Customer referrals sell.
Plain and simple.
If you have a good customer referral program in place, you work less for your leads, those leads are better qualified, and they are more easily converted into successful sales.
I even have the statistics to back that up, and I’ll get to those in a minute.
Before I started writing this piece, I sat down and rummaged around my brain, trying to piece together as many of my recent purchases as possible.
Of course, I couldn’t remember them all, but some did stick out - buying new software for the office computers, a recent hotel booking, that baby stroller I’ve been pushing constantly for the last few months...things like that.
There are many more I could list here, but the one thing that ties them all together is the fact that these weren’t random purchases. Each and every one of them came recommended, in one form or another.
In fact, I find it difficult to remember the last time I spent a significant amount of money on a company (and a product/service) that I’ve just stumbled on haphazardly on the Internet or in the street.
Hence my lead-in - customer referrals work, and you’d be smart to ensure that you have a lot of them coming your way.

* _Given instruction_
Extend the piece on customer referrals, picking up after its last sentence. The material that follows has no connection to the text on customer referrals.

* _Extracted records_
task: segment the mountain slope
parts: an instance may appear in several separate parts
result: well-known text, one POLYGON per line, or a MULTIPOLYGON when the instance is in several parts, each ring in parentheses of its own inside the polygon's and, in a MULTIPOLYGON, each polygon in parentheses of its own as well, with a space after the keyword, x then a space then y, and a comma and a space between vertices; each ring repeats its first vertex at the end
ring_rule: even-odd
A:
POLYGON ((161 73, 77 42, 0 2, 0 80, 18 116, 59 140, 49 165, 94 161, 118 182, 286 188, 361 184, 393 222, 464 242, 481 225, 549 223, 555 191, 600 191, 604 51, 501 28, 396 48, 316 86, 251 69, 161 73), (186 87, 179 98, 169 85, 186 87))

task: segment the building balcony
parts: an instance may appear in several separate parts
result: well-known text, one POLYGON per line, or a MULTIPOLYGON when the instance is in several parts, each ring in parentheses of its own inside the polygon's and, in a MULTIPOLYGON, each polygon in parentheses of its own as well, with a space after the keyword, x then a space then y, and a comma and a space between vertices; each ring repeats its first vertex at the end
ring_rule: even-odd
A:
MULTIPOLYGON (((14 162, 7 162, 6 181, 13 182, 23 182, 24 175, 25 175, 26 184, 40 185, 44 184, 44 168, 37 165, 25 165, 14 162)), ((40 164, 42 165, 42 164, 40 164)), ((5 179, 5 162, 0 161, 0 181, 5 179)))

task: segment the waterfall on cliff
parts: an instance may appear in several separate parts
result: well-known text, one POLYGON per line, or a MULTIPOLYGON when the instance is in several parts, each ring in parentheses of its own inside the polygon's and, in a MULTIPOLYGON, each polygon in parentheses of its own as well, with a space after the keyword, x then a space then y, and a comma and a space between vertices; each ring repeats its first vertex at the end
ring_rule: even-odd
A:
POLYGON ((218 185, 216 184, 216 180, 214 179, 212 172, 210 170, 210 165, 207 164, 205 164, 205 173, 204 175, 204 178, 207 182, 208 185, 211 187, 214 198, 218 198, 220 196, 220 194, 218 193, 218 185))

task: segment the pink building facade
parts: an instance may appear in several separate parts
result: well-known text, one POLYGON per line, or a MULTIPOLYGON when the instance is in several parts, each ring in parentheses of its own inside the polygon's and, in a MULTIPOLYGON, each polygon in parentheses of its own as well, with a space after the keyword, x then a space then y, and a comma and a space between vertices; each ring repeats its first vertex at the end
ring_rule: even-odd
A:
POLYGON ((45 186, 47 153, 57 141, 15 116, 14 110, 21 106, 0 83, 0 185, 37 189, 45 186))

* _Result of the task_
However, if you’re still skeptical, here are the referral statistics that I’ve promised:
Customer referral stats:
- A person is 4X more likely to buy from you if you were referred by a friend or an acquaintance, according to Nielsen.
- A referred customer has a 16% higher lifetime value (CLV) than a non-referred customer.
- Companies that manage their referral programs are more than 3X more likely to achieve their revenue goals.
- 84% of B2B purchasing decisions start with a referral.
- Companies that use dedicated tools to manage their referral programs can scale their programs 3X faster and collect more qualified leads.
While referrals happen spontaneously (and that means you’re really doing something right), most customers need a nudge. Often times, a friendly reminder is more than enough, but an incentive will sweeten the pot and make your current customers work for you even harder.
However, it’s difficult to manage something if you can’t measure it, and that’s where advocacy platforms, such as Ambassify, come in handy.
The built-in mechanics that allow you to schedule email blasts, encourage active participation, and help with community-building and referral code generation will be of tremendous help here.
Types of Referrals (And Three B2B SaaS Industry Examples)
Referral marketing is all about turning your customers into a sales force to be reckoned with. A happy customer will refer 2.68 people to you. Let’s round that up to three. By investing just a little into your existing customers, you get this massive boost in qualified leads, and you don’t even have to work really hard to close the deal with them.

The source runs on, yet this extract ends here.